> [Texto selecionado]:
━━━━━━━━━━━━━━━━━━━━━━━━━━━━━━

João Oliveira, do PCP, recordou dados de agosto que suscitam “preocupação” por indicarem que o investimento público vai ficar “mil milhões de euros abaixo do orçamentado”, depois de já ter sido reforçado no Orçamento Suplementar. E o líder do executivo afirmou que o Governo aumentou em 14% as verbas previstas para investimento público este ano e garantiu continuar a fazer um esforço no que toca ao investimento público.

Cecília Meireles, do CDS, dirigiu-se ao Primeiro-Ministro para se mostrar “surpreendida” ao perceber que, “nos últimos 5 anos, não houve cativações, mas sim problemas de contratação pública” – ao que o Chefe do Governo, acusando a deputada de falta de memória, lembrou que ela apoiou um Governo responsável por uma enorme carga fiscal.

Bebiana Cunha, do PAN, revelando preocupação com a saúde mental, trouxe ao debate o aumento da toma de medicamentos antidepressivos e ansiolíticos em Portugal durante a pandemia – ao que Marta Temido reagiu dizendo que a saúde mental é uma preocupação do Governo e revelando várias ferramentas que têm sido criadas, entre as quais uma linha de apoio.

━━━━━━━━━━━━━━━━━━━━━━━━━━━━━━

> [Ordem de trabalho 1]:
Duplique, do texto sobre o debate parlamentar, tudo desde "Bebiana Cunha, do" até "linha de apoio.".
> [Ordem de trabalho 2]:
No texto sobre o debate parlamentar, em que percentagem o Governo aumentou as verbas previstas para investimento público este ano?
> [Ordem de trabalho 3]:
Prossiga o texto sobre o debate parlamentar a partir da última frase apresentada.

━━━━━━━━━━━━━━━━━━━━━━━━━━━━━━

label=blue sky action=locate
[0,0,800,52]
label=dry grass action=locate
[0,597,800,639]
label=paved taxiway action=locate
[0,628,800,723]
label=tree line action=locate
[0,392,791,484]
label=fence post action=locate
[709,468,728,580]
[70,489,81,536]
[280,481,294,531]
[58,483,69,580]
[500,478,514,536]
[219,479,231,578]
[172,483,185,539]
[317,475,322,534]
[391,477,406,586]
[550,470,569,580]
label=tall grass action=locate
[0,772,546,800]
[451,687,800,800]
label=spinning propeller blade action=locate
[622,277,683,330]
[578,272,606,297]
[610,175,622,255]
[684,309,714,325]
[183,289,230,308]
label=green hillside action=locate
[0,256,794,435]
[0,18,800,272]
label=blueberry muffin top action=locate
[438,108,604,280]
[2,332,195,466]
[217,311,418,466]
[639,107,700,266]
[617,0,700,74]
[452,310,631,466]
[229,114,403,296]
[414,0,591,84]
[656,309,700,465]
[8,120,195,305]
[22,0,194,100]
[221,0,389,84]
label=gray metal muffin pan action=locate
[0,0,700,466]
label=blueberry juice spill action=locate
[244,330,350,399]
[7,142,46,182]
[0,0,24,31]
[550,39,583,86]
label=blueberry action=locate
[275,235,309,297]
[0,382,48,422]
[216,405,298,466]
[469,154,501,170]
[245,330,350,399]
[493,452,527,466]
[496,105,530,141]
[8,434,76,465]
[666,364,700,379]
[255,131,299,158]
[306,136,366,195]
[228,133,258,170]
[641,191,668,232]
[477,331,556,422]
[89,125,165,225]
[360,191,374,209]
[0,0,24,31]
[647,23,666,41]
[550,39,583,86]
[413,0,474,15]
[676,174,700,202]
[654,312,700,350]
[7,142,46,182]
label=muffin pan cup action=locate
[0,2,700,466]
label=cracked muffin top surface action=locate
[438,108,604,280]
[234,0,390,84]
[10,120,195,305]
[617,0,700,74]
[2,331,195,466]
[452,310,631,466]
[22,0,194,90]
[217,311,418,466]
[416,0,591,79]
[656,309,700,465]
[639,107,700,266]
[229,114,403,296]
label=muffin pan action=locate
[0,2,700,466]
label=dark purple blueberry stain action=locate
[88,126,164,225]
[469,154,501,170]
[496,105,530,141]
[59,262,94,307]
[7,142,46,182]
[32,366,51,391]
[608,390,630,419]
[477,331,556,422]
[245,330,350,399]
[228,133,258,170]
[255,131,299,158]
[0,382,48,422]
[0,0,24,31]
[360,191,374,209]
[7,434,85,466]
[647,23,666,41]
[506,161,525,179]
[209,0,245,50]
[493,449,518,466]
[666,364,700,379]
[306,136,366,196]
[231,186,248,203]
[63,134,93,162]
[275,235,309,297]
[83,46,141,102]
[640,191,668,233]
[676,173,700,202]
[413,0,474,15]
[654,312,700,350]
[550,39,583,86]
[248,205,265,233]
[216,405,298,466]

━━━━━━━━━━━━━━━━━━━━━━━━━━━━━━

> [Resultado da tarefa 1]:
Bebiana Cunha, do PAN, revelando preocupação com a saúde mental, trouxe ao debate o aumento da toma de medicamentos antidepressivos e ansiolíticos em Portugal durante a pandemia – ao que Marta Temido reagiu dizendo que a saúde mental é uma preocupação do Governo e revelando várias ferramentas que têm sido criadas, entre as quais uma linha de apoio.

> [Resultado da tarefa 2]:
Em 14%.

> [Resultado da tarefa 3]:
A deputada do PAN falou sobre a “crueldade no transporte de animais vivos por via marítima a partir de Portugal”, referindo “terror” e animais “amontoados, feridos e doentes” e dizendo que o Governo “não pode continuar a varrer para debaixo do tapete”. E o Primeiro-Ministro disse que os animais não foram esquecidos, que têm sido aplicadas várias medidas para os proteger, e que “esta matéria tem merecido a melhor atenção e fiscalização do conjunto destes navios”.

André Ventura acusou a “falta claríssima de apoios aos setores mais necessitados” enquanto o Governo promete “1250 milhões para a habitação pública” e perguntou se esta era “para os mesmos de sempre, que andaram sem pagar impostos nos últimos anos ou, finalmente, para a classe média”. Além disso, falou da dívida do setor público às empresas, sendo que esta regista um aumento de 64 milhões de euros. E o Primeiro-Ministro, em reposta, revelou que vai haver descida do IVA da eletricidade para todas as famílias e empresas de uma forma sustentável.

João Cotrim Figueiredo disse ter sabido durante este plenário de “mais uma situação de uma grávida que teve de dar à luz sem poder estar acompanhada” e interrogou o Governo sobre quanto demorará a passar à DGS a recomendação para que os partos possam ser acompanhados.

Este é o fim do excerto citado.